** WHAT YOU HAVE TO DO **
Rewrite everything in the notebook text from "#jrip_rules = jrip_rules_essen_pitchrhythm" down to "#dataset = pgrams_sel_chor.copy()", putting "pgrams_sel_chorales" wherever "pgrams_sel_chor" appears.

** PROVIDED TEXT **
Chose a rule set and accompanying dataset

In [26]:
jrip_rules = jrip_rules_mtc_pitchrhythm
dataset = pgrams_sel_mtc.copy()

#jrip_rules = jrip_rules_essen_pitchrhythm
#dataset = pgrams_sel_essen.copy()

#jrip_rules = jrip_rules_chor_pitchrhythm
#dataset = pgrams_sel_chor.copy()

Show the rules

In [27]:
jrip_rules = jrip_rules.split('\n')

In [28]:
for ix, rule in enumerate(jrip_rules):
    print(f"Rule {ix}:")
    pprint_rule('  '+rule)

Rule 0:
  (IOIbeatfractionthirdfourth = -) and
  (completesmeasuresong = True) and
  (IOIbeatfractionthird >= 1.25) and
  (meternumerator >= 4) and
  (IOIbeatfractionfirst <= 0.666667) => cadence_class=midcadence (739.0/54.0)
Rule 1:
  (IOIbeatfractionthirdfourth = -) and
  (completesmeasuresong = True) and
  (IOIbeatfractionthird >= 1) and
  (IOIbeatfractionsecondthird = +) and
  (beatstrengthfourth >= 1) => cadence_class=midcadence (705.0/88.0)

Pointing dataset records:
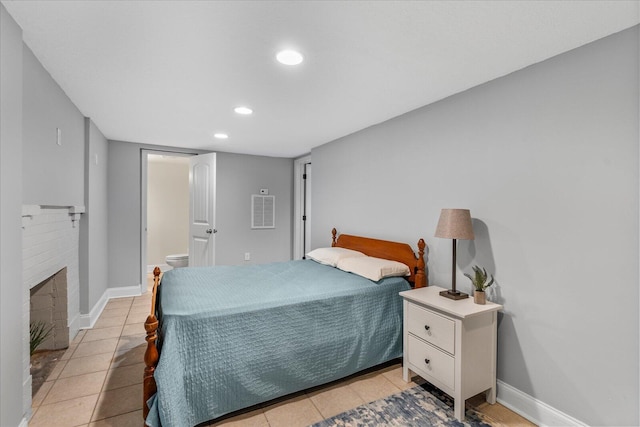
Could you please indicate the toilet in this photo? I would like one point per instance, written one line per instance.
(177, 260)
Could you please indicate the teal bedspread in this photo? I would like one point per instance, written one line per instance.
(236, 336)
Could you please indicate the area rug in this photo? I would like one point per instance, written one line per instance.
(423, 405)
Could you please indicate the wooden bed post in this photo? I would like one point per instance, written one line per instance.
(421, 274)
(151, 354)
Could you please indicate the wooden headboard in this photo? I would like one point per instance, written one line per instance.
(396, 251)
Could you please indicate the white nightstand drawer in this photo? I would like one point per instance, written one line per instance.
(432, 328)
(432, 361)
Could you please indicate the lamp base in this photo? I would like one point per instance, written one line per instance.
(454, 294)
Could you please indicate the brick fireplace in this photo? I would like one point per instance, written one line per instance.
(50, 263)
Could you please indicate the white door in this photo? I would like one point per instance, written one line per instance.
(202, 203)
(307, 208)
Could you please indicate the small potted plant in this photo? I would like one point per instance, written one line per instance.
(479, 281)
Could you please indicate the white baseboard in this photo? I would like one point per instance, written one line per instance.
(86, 321)
(532, 409)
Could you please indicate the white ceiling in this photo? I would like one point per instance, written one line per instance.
(171, 72)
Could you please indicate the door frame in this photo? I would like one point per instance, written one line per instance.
(144, 159)
(298, 206)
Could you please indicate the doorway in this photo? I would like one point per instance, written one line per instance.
(165, 208)
(302, 207)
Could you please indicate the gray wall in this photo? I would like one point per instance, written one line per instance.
(93, 227)
(238, 177)
(52, 174)
(11, 411)
(547, 160)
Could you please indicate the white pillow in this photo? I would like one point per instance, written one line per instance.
(373, 268)
(331, 256)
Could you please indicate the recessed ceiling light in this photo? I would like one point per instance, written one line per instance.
(243, 110)
(289, 57)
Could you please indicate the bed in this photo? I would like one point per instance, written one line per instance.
(225, 338)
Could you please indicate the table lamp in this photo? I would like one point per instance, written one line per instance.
(454, 224)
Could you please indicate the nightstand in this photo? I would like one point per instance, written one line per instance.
(452, 344)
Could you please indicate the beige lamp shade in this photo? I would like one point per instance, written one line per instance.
(455, 224)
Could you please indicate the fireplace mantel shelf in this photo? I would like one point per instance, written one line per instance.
(29, 211)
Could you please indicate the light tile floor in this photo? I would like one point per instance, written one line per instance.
(98, 383)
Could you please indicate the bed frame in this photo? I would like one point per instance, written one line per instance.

** OUTPUT BELOW **
#jrip_rules = jrip_rules_essen_pitchrhythm
#dataset = pgrams_sel_essen.copy()

#jrip_rules = jrip_rules_chor_pitchrhythm
#dataset = pgrams_sel_chorales.copy()